───── Given passage ─────
Apply the new lithium the same way, while it is turning.


----------



## Shaynecalkins (Jan 17, 2013)

the screw is directional if you spray solvent while the engine is running it either runs the grease out of the end of the rail above the door and makes a huge mess or if the screw is running the opposite way it sucks it into the motor cavity. both are not a good solution. the motor will overheat rather quickly as it has no cooling fins and is not designed to be run like that. if it overheats you must wait 20 minutes for the power to come back on. then it over heats quicker the next time. it must cool for several hours before normal operation is restored. short bursts will allow the grease to be extracted but is very time consuming and messy. Lithium can be used but genie authorized lubricant is the recommended solution. (lubriplate aero) they have tried other solutions to save money and always switched back. there must be a reason. 30 years door repair./// the only reason to degrease this opener is if someone used something other than lubriplate to lube./// 30 years door repair


----------



## PoleCat (Sep 2, 2009)

Shaynecalkins said:


> the screw is directional if you spray solvent while the engine is running it either runs the grease out of the end of the rail above the door and makes a huge mess or if the screw is running the opposite way it sucks it into the motor cavity. both are not a good solution. the motor will overheat rather quickly as it has no cooling fins and is not designed to be run like that. if it overheats you must wait 20 minutes for the power to come back on. then it over heats quicker the next time. it must cool for several hours before normal operation is restored. short bursts will allow the grease to be extracted but is very time consuming and messy. Lithium can be used but genie authorized lubricant is the recommended solution. (lubriplate aero) they have tried other solutions to save money and always switched back. there must be a reason. 30 years door repair./// the only reason to degrease this opener is if someone used something other than lubriplate to lube./// 30 years door repair


 Gravity trumps which ever way the screw is turning and the slop falls straight down. The motor will not overheat with no load on it. The point of this operation is too remove the dirt that has built over the years and is causing the screw to bind. Genie authorized lube will get dirty and need cleaned out too. White lithium is the better buy.


----------



## Shaynecalkins (Jan 17, 2013)

its not dirt causing the screw to bind. its the lithium. i never had to degrease an opener the had never been serviced. only ones where some cowboy thought lithium would work on anything. as cheap as the factory is, dont you think they would be using the cheapest stuff that ACTUALLY worked. ive done hundreds of these. genie is all i sell. and the only genies ive seen fail are the ones where someone thought lithium was the solution to everything. ive tryed what your describing and i can assure you the motor develops heat under NO load. dont do it. you will suck oil into the engine cavity and game over. capacitors are going to be the least of your concerns. run short durations back and forth three times and rest then repeat.if you overheat that motor its gonna take you longer.
why would you question the technician. if i could do it your way, you would think that i would. I HAVE. thats how i know. learn from MY mistakes not yours, its cheaper that way.if you screw something up i wanna hear about it. so i can learn. but to keep correcting me, your not learning anything. 30 years door repair oh and genie grease is two dollars. you dont get much, but you dont need much. lubriplate AERO, order it direct from lubriplate if 2$ is too much. works on other things too.


----------



## PoleCat (Sep 2, 2009)
───── Material shown ─────
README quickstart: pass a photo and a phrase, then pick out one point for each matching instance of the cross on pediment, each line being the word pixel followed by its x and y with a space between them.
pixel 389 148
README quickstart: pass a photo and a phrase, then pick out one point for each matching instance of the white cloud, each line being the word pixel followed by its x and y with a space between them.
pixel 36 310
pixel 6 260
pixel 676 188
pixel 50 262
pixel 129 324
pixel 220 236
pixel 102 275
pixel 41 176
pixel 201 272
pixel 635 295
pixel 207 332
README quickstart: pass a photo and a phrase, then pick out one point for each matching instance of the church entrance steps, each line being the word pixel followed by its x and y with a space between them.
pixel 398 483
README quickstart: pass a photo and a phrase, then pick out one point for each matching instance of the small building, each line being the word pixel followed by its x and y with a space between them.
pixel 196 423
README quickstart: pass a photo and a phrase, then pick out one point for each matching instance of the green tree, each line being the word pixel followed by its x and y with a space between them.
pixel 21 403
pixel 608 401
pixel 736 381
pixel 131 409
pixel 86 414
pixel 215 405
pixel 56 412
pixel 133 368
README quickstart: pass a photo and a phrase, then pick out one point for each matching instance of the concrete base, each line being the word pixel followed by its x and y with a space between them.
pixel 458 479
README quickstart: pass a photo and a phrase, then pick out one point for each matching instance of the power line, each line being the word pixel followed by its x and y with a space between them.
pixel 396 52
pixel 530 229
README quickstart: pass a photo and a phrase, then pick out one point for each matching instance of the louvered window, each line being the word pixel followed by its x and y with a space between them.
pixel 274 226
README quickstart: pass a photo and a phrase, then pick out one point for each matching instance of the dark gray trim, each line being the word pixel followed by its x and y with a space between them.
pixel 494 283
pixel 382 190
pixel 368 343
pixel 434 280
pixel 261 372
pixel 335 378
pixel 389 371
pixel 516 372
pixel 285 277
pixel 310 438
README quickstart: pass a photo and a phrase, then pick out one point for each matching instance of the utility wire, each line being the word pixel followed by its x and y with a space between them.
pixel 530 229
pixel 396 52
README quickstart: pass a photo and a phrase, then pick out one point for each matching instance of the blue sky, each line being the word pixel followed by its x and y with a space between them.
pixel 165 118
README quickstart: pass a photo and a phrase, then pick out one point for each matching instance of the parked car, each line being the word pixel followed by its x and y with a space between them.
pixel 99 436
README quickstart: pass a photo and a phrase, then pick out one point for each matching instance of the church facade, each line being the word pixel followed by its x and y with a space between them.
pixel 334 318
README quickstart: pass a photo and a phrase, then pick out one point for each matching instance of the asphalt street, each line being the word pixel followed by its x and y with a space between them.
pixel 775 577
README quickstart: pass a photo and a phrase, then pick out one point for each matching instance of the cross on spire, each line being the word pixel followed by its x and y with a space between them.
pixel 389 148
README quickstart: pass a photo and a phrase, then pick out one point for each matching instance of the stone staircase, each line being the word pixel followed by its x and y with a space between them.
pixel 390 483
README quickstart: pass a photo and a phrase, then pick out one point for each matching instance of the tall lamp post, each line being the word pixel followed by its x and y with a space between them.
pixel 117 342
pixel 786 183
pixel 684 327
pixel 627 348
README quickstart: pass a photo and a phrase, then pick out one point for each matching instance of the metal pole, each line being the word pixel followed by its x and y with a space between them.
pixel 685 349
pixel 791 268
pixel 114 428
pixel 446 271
─────
## Task goal
Please say whether each statement agrees with the garage door opener thread, answering yes or no and quoting the words that decide it: (a) PoleCat states that the motor will not overheat when it has no load on it. (b) Shaynecalkins gives the price of Genie grease as five dollars. (c) Shaynecalkins states that after an overheat you must wait 20 minutes for the power to come back on.

## Full solution
(a) Yes: "The motor will not overheat with no load on it."
(b) No: "genie grease is two dollars."
(c) Yes: "if it overheats you must wait 20 minutes for the power to come back on."